What the exercise asks:
All of the data below should be copied exactly as it stands.

Saved entries:
......
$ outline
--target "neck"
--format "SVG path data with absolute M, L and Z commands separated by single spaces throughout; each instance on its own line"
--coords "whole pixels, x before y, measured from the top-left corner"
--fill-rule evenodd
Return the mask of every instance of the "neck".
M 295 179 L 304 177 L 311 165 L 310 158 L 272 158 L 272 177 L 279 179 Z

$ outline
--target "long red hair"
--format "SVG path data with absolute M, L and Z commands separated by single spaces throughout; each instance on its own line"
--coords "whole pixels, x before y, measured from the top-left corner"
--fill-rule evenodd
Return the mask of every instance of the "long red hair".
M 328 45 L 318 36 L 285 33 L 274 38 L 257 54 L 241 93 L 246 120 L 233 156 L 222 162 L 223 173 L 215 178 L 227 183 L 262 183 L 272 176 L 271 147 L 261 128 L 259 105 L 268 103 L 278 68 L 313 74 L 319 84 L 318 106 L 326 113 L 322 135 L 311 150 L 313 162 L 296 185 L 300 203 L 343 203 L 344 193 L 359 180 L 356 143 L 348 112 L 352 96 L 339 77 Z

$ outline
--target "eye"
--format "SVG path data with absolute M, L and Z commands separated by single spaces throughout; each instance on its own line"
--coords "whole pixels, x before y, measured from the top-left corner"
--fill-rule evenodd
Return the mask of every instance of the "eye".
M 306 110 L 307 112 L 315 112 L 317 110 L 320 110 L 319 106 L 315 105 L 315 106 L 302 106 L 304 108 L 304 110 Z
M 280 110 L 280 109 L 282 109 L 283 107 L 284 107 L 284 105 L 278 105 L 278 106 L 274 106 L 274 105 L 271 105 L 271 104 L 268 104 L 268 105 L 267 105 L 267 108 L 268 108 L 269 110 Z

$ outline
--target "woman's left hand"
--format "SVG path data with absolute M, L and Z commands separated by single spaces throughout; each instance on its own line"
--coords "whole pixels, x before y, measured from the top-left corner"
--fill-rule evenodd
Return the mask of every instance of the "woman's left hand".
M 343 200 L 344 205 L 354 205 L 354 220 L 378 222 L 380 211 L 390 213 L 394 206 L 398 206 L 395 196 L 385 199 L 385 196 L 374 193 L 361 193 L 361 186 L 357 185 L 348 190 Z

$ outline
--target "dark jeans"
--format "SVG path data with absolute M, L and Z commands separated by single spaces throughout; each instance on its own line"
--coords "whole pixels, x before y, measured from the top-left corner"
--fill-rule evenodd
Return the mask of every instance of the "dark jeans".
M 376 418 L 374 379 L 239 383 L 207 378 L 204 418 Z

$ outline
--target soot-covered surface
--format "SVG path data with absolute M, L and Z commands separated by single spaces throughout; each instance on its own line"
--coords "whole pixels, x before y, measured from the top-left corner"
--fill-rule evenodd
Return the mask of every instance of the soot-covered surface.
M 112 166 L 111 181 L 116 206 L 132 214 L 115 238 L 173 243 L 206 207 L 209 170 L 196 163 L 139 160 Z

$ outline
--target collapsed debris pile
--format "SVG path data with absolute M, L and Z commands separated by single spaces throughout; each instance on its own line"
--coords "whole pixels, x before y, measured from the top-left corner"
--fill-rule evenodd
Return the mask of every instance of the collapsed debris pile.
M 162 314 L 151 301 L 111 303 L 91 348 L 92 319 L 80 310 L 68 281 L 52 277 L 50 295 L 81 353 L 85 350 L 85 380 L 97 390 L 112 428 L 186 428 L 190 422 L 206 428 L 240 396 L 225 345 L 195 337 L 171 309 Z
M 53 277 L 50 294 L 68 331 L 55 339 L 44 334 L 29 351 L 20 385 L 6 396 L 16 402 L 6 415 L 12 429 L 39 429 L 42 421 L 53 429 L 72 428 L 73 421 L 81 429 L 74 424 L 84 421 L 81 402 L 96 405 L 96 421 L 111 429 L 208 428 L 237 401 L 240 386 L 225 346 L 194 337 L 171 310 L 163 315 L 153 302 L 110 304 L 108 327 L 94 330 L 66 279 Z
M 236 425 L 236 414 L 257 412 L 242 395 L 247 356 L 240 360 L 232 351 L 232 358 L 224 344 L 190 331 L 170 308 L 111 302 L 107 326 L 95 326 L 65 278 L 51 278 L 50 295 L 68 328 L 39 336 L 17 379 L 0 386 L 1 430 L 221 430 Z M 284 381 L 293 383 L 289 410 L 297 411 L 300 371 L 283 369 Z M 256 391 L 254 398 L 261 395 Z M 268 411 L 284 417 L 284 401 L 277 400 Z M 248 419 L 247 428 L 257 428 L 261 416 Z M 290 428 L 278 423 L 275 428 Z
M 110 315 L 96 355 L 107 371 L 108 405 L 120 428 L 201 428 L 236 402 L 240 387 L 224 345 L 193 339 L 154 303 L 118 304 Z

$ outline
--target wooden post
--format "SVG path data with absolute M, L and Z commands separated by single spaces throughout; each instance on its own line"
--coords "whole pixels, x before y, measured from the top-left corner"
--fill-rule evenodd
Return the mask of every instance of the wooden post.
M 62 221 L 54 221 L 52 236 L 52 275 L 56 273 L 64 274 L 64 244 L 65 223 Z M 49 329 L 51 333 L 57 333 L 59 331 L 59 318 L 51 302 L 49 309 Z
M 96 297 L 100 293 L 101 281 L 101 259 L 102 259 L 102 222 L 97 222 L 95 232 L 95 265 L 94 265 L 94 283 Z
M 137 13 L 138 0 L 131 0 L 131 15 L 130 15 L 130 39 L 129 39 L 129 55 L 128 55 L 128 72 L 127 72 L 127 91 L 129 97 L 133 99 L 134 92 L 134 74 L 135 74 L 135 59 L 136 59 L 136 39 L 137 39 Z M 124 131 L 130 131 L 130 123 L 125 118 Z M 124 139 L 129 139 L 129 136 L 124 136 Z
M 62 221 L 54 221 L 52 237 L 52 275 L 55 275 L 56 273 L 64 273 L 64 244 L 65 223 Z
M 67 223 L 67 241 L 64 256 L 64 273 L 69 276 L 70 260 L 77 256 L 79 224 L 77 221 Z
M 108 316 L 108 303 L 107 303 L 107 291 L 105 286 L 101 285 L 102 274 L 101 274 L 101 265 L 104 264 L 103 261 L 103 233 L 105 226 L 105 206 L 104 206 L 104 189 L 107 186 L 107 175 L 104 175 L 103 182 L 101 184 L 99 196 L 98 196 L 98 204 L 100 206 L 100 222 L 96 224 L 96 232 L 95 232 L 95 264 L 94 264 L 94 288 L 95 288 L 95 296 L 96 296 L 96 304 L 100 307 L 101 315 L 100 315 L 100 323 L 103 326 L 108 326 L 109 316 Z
......
Task output:
$ outline
--target "neck"
--format "SVG path data with absolute M, L and Z commands separated by single spaces throughout; each instance on its own line"
--coords "whole pixels, x before y, measured from the top-left corner"
--fill-rule evenodd
Return the mask of every instance of the "neck".
M 295 179 L 304 177 L 311 165 L 310 158 L 272 158 L 272 177 L 279 179 Z

$ outline
--target "long red hair"
--format "SVG path data with absolute M, L and Z commands separated by single spaces throughout; each instance on its own line"
--coords "whole pixels, x before y, measured from the top-left corner"
--fill-rule evenodd
Return the mask of every instance of the "long red hair".
M 328 45 L 318 36 L 285 33 L 274 38 L 257 54 L 241 93 L 246 120 L 233 156 L 222 162 L 223 173 L 215 178 L 227 183 L 262 183 L 272 176 L 271 147 L 261 128 L 259 105 L 268 103 L 278 68 L 313 74 L 319 84 L 318 106 L 326 113 L 322 135 L 311 150 L 313 162 L 296 185 L 300 203 L 343 203 L 344 193 L 359 180 L 356 143 L 348 112 L 352 96 L 339 77 Z

$ outline
--target "eye"
--format "SVG path data with absolute M, L and Z commands separated by single spaces throughout; each instance on its own line"
--coords "whole pixels, x before y, measured from the top-left corner"
--fill-rule evenodd
Return the mask of every instance of the "eye".
M 306 110 L 307 112 L 315 112 L 317 110 L 320 110 L 319 106 L 315 105 L 315 106 L 302 106 L 304 108 L 304 110 Z
M 280 110 L 280 109 L 282 109 L 283 107 L 284 107 L 284 105 L 278 105 L 278 106 L 274 106 L 274 105 L 271 105 L 271 104 L 268 104 L 268 105 L 267 105 L 267 108 L 268 108 L 269 110 Z

$ outline
--target "woman's left hand"
--format "SVG path data with absolute M, L and Z commands separated by single spaces throughout; each instance on its own line"
--coords "whole pixels, x before y, measured from the top-left corner"
--fill-rule evenodd
Return the mask of every instance of the "woman's left hand".
M 343 200 L 344 205 L 354 205 L 354 220 L 378 222 L 380 211 L 390 213 L 394 206 L 398 206 L 395 196 L 385 199 L 385 196 L 374 193 L 361 193 L 361 186 L 357 185 L 348 190 Z

$ outline
--target "dark jeans"
--format "SVG path data with absolute M, L and Z commands separated by single spaces throughout; each instance on its own line"
--coords "whole pixels, x before y, measured from the top-left corner"
--fill-rule evenodd
Return the mask of every instance of the "dark jeans".
M 376 418 L 374 379 L 239 383 L 207 378 L 204 418 Z

$ outline
--target soot-covered surface
--format "SVG path data with absolute M, L and Z commands separated by single spaces throughout; each instance on its own line"
--coords "whole pixels, x before y, measured from the top-left corner"
--fill-rule evenodd
Return the mask of every instance of the soot-covered surface.
M 112 166 L 111 181 L 116 206 L 132 214 L 115 238 L 173 243 L 206 207 L 209 170 L 196 163 L 139 160 Z

$ outline
--target collapsed debris pile
--format "SVG path data with absolute M, L and Z commands separated by single spaces throughout; each instance on its own line"
--coords "whole pixels, x before y, measured from the top-left corner"
--fill-rule evenodd
Return the mask of every instance of the collapsed debris pile.
M 162 314 L 151 301 L 111 303 L 91 348 L 92 319 L 80 310 L 68 281 L 52 277 L 50 295 L 81 353 L 85 350 L 85 380 L 97 390 L 112 428 L 186 428 L 190 422 L 206 428 L 240 396 L 225 345 L 195 337 L 171 309 Z
M 53 277 L 50 294 L 68 331 L 55 339 L 44 334 L 29 351 L 20 385 L 6 396 L 16 402 L 6 415 L 12 429 L 39 429 L 42 421 L 53 429 L 72 428 L 73 421 L 81 429 L 74 424 L 84 421 L 81 402 L 96 405 L 96 421 L 111 429 L 208 428 L 237 401 L 240 386 L 225 346 L 194 337 L 171 310 L 163 315 L 153 302 L 110 304 L 108 327 L 94 330 L 66 279 Z
M 236 425 L 236 414 L 257 412 L 242 395 L 247 356 L 240 360 L 232 351 L 232 358 L 224 344 L 190 331 L 170 308 L 111 302 L 107 326 L 95 326 L 65 278 L 51 278 L 50 295 L 68 328 L 39 336 L 17 379 L 0 386 L 1 430 L 221 430 Z M 284 381 L 293 383 L 289 410 L 297 411 L 300 371 L 283 369 Z M 256 391 L 254 398 L 261 395 Z M 268 411 L 284 417 L 284 401 L 277 400 Z M 248 419 L 247 428 L 257 428 L 261 416 Z M 290 428 L 278 423 L 275 428 Z
M 110 315 L 96 355 L 107 371 L 108 405 L 120 428 L 201 428 L 236 402 L 240 387 L 224 345 L 193 339 L 154 303 L 118 304 Z

$ outline
--target wooden post
--format "SVG path data with absolute M, L and Z commands separated by single spaces throughout; each instance on its own line"
--coords "whole pixels, x before y, measured from the top-left corner"
--fill-rule evenodd
Return the mask of every instance of the wooden post.
M 62 221 L 54 221 L 52 236 L 52 275 L 56 273 L 64 274 L 64 244 L 65 223 Z M 49 329 L 51 333 L 57 333 L 59 331 L 59 318 L 51 302 L 49 309 Z
M 96 297 L 100 293 L 101 281 L 101 259 L 102 259 L 102 222 L 97 222 L 95 232 L 95 265 L 94 265 L 94 283 Z
M 137 13 L 138 0 L 131 0 L 131 15 L 130 15 L 130 39 L 129 39 L 129 55 L 128 55 L 128 72 L 127 72 L 127 91 L 129 97 L 133 99 L 134 92 L 134 74 L 135 74 L 135 59 L 136 59 L 136 39 L 137 39 Z M 124 131 L 130 131 L 130 123 L 125 118 Z M 124 139 L 129 139 L 129 136 L 124 136 Z
M 62 221 L 54 221 L 52 237 L 52 275 L 55 275 L 56 273 L 64 273 L 64 244 L 65 223 Z
M 67 223 L 67 241 L 64 256 L 64 273 L 69 276 L 70 260 L 77 256 L 79 224 L 77 221 Z
M 108 316 L 108 303 L 107 303 L 107 291 L 105 286 L 101 285 L 102 274 L 101 274 L 101 265 L 104 264 L 103 261 L 103 233 L 105 226 L 105 206 L 104 206 L 104 189 L 107 186 L 107 175 L 104 175 L 103 182 L 101 184 L 99 196 L 98 196 L 98 204 L 100 206 L 100 222 L 96 224 L 96 232 L 95 232 L 95 264 L 94 264 L 94 288 L 95 288 L 95 296 L 96 296 L 96 304 L 100 307 L 101 315 L 100 315 L 100 323 L 103 326 L 108 326 L 109 316 Z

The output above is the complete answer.